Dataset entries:
- - - -

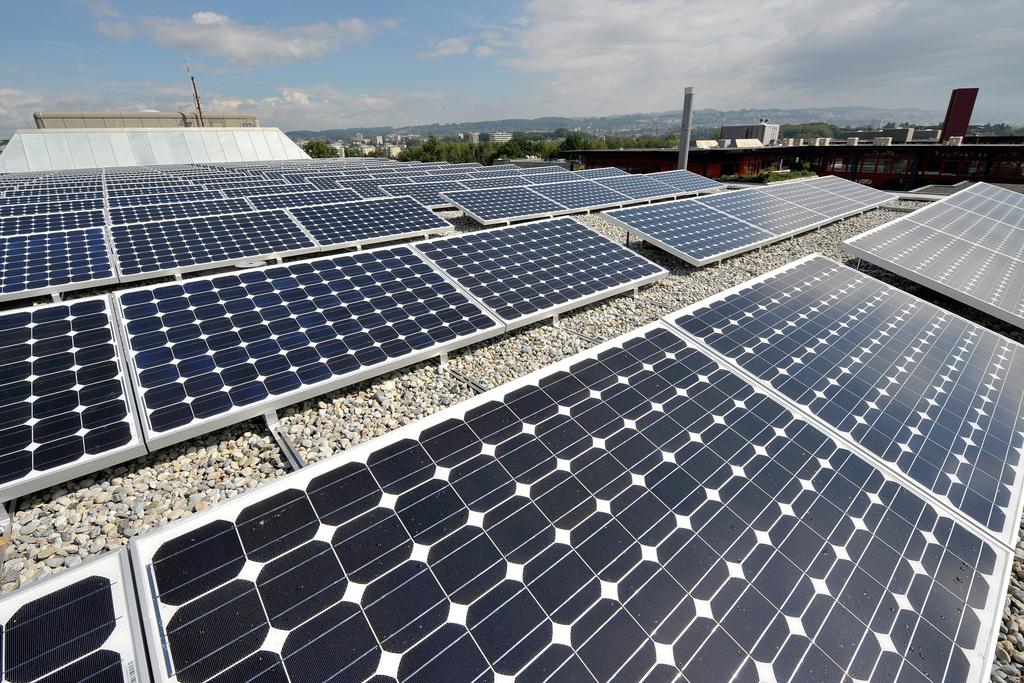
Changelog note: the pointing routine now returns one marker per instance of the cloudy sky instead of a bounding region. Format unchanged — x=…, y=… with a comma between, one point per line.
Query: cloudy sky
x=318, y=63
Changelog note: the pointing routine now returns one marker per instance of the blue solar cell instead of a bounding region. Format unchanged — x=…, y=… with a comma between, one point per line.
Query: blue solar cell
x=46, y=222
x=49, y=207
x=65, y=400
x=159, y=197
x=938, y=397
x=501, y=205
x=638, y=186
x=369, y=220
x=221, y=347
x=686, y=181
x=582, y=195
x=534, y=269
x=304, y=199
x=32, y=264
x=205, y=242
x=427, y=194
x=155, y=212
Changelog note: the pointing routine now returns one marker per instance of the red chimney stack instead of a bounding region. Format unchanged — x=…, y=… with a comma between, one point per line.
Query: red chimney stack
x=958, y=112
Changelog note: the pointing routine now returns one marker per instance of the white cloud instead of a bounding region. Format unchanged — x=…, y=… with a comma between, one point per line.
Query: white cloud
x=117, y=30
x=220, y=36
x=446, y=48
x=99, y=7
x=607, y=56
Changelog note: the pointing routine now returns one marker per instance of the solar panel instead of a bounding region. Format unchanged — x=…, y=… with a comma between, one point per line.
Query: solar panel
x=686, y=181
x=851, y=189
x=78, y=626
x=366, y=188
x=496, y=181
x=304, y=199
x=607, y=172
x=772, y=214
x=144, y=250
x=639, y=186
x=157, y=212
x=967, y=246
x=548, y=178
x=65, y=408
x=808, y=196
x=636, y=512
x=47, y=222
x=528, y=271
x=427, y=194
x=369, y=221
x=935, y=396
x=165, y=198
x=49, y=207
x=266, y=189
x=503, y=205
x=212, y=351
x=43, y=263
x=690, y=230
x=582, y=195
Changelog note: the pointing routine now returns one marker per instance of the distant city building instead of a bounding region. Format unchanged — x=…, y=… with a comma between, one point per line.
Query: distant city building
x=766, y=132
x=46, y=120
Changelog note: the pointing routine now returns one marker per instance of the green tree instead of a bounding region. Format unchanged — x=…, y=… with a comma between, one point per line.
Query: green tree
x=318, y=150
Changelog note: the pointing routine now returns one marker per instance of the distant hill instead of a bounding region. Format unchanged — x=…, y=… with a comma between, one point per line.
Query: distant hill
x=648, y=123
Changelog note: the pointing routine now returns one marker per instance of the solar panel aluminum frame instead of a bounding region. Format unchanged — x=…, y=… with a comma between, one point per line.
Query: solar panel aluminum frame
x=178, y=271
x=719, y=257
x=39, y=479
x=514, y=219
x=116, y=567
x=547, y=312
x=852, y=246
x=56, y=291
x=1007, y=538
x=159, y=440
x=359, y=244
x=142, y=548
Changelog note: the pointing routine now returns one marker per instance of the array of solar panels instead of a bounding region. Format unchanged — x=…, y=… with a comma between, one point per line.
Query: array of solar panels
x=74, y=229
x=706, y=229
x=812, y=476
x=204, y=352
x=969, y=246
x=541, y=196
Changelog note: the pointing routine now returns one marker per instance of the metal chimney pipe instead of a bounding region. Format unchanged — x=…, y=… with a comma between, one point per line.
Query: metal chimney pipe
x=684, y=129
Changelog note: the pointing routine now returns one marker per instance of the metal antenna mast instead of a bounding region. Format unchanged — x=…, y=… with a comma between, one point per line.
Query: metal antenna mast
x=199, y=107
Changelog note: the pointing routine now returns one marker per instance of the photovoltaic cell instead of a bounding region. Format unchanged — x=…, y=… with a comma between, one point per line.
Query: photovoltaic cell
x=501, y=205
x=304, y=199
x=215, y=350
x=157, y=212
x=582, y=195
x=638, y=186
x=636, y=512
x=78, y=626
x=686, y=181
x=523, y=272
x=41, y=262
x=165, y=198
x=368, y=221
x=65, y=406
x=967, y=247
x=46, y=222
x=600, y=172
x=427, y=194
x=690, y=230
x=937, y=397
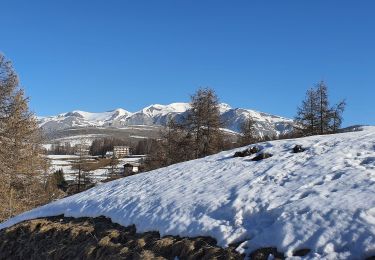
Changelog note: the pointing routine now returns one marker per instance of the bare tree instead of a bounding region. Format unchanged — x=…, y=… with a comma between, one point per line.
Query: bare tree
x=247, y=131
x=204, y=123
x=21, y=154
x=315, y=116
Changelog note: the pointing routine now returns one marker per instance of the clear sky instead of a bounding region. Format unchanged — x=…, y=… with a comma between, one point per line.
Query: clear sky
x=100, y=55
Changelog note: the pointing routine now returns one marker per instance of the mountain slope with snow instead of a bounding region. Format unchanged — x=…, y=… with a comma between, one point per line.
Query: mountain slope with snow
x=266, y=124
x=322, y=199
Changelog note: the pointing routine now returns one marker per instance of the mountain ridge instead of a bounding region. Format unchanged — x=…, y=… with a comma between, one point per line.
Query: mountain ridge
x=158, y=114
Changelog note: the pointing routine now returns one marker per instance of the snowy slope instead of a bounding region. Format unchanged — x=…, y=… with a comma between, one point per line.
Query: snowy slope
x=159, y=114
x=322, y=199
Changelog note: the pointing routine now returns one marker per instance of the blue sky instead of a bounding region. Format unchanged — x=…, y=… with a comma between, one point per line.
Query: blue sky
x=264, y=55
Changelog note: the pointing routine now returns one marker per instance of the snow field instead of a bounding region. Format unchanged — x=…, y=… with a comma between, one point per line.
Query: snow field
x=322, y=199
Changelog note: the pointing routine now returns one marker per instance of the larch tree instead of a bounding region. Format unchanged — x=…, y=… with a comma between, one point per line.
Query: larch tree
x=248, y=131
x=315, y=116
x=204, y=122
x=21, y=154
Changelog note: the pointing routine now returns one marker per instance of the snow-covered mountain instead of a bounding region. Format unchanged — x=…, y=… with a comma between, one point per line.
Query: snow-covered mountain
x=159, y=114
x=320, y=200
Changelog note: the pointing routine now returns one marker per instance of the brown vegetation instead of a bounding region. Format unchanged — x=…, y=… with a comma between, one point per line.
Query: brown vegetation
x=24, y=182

- - - -

### Written exercise
Reproduce every line of the listing above word for word, omitting the pictures.

### Result of this task
Changelog note: the pointing routine now returns one marker per instance of the cloudy sky instead of a bounding region. Format unchanged — x=…, y=… with a comma between, one point per line.
Query: cloudy sky
x=318, y=63
Changelog note: the pointing routine now returns one marker per instance of the blue solar cell instead of a bounding region. Format unchanged — x=…, y=… with a comma between, one point per line.
Query: blue solar cell
x=46, y=222
x=49, y=207
x=65, y=400
x=159, y=197
x=938, y=397
x=501, y=205
x=638, y=186
x=369, y=220
x=221, y=347
x=686, y=181
x=582, y=195
x=534, y=269
x=304, y=199
x=32, y=264
x=205, y=242
x=427, y=194
x=155, y=212
Changelog note: the pointing routine now returns one marker per instance of the red chimney stack instead of a bounding region. Format unchanged — x=…, y=… with a comma between, one point per line.
Query: red chimney stack
x=958, y=112
Changelog note: the pointing routine now returns one marker per instance of the white cloud instead of a bounding region. Format unchanged — x=…, y=… with a comma between, one point per line.
Query: white cloud
x=117, y=30
x=220, y=36
x=446, y=48
x=99, y=7
x=607, y=56
Changelog note: the pointing routine now returns one marker per instance of the solar panel instead of a bounding region. Format unchanged — x=…, y=… with a comma between, one point per line.
Query: solar panel
x=686, y=181
x=851, y=189
x=78, y=626
x=366, y=188
x=496, y=181
x=304, y=199
x=607, y=172
x=772, y=214
x=144, y=250
x=639, y=186
x=157, y=212
x=967, y=246
x=548, y=178
x=65, y=408
x=808, y=196
x=636, y=512
x=47, y=222
x=528, y=271
x=427, y=194
x=369, y=221
x=935, y=396
x=165, y=198
x=49, y=207
x=266, y=189
x=503, y=205
x=212, y=351
x=43, y=263
x=690, y=230
x=582, y=195
Changelog note: the pointing routine now returns one marker per instance of the distant city building instead of a bounding region. Format unchanged — x=…, y=… with a comma between, one point per line.
Query: distant city building
x=766, y=132
x=46, y=120
Changelog note: the pointing routine now returns one marker per instance of the green tree instead of a bounding region. Format unchanged — x=…, y=… with a comma between, one point per line.
Query: green tree
x=318, y=150
Changelog note: the pointing routine now returns one marker per instance of the distant hill instead of a bounding region. Format unchanged — x=…, y=… with a comma between, one point per line.
Query: distant hill
x=648, y=123
Changelog note: the pointing routine now returns one marker per instance of the solar panel aluminum frame instead of a bounding region. Format unchanged — x=…, y=… with a comma between, one point per line.
Query: solar panel aluminum frame
x=178, y=271
x=719, y=257
x=39, y=479
x=514, y=219
x=116, y=567
x=547, y=312
x=852, y=246
x=56, y=291
x=1007, y=538
x=159, y=440
x=359, y=244
x=142, y=548
Changelog note: the pointing routine now returns one marker per instance of the array of solar panels instead of a bounding region. Format unchanged — x=…, y=… with a comma between, one point per line.
Query: array of solar panels
x=74, y=229
x=706, y=229
x=812, y=476
x=204, y=352
x=969, y=246
x=541, y=196
Changelog note: the pointing routine now returns one marker per instance of the metal chimney pipe instead of a bounding region. Format unchanged — x=…, y=… with a comma between, one point per line.
Query: metal chimney pipe
x=684, y=129
Changelog note: the pointing routine now returns one marker per instance of the metal antenna mast instead of a bounding region. Format unchanged — x=…, y=… with a comma between, one point per line.
Query: metal antenna mast
x=199, y=107
Changelog note: the pointing routine now returns one marker per instance of the photovoltaic cell instead of a bounding region. Format unchanged — x=…, y=… with a comma between, one point per line.
Query: photovoltaic cell
x=501, y=205
x=304, y=199
x=215, y=350
x=157, y=212
x=582, y=195
x=638, y=186
x=636, y=512
x=78, y=626
x=686, y=181
x=523, y=272
x=41, y=262
x=165, y=198
x=368, y=221
x=65, y=406
x=967, y=247
x=46, y=222
x=600, y=172
x=427, y=194
x=690, y=230
x=937, y=397
Changelog note: the pointing routine now returns one marker per instance of the bare tree instead of a bounding region. Format unchanged — x=…, y=… with a comma between, one point per line.
Query: bare tree
x=247, y=131
x=204, y=123
x=21, y=154
x=315, y=116
Changelog note: the pointing routine now returns one marker per instance of the clear sky instead of a bounding region. Format unchanged — x=…, y=… with a comma between, one point per line.
Query: clear sky
x=100, y=55
Changelog note: the pointing routine now returns one marker per instance of the mountain slope with snow instead of a bounding region. Format unchanged — x=…, y=… with a comma between, one point per line.
Query: mountain slope with snow
x=266, y=124
x=322, y=199
Changelog note: the pointing routine now returns one marker per instance of the mountain ridge instead of a bounding region. Format unchanged — x=…, y=… with a comma between, one point per line.
Query: mountain ridge
x=158, y=114
Changelog note: the pointing routine now returns one marker per instance of the snowy slope instead of a bounding region. Format unchanged — x=…, y=… with a comma between, one point per line.
Query: snowy slope
x=159, y=114
x=322, y=199
Changelog note: the pointing routine now returns one marker per instance of the blue sky instead of a bounding region. Format unchanged — x=…, y=… with a comma between, one point per line.
Query: blue sky
x=264, y=55
Changelog note: the pointing routine now returns one marker per instance of the snow field instead of a bounding region. Format unchanged — x=…, y=… with a comma between, one point per line.
Query: snow field
x=322, y=199
Changelog note: the pointing routine now returns one marker per instance of the larch tree instead of a bounding region. Format unchanged — x=…, y=… with a comma between, one point per line.
Query: larch tree
x=248, y=131
x=315, y=116
x=204, y=122
x=21, y=154
Changelog note: the pointing routine now returns one marker per instance of the snow-covered mountain instead of a bounding region. Format unchanged — x=…, y=… with a comma between, one point per line.
Query: snow-covered mountain
x=159, y=114
x=320, y=200
Changelog note: the pointing routine now returns one marker per instance of the brown vegetation instead of a bounding region. Format unchanged — x=…, y=… with a comma between, one point per line.
Query: brown vegetation
x=24, y=182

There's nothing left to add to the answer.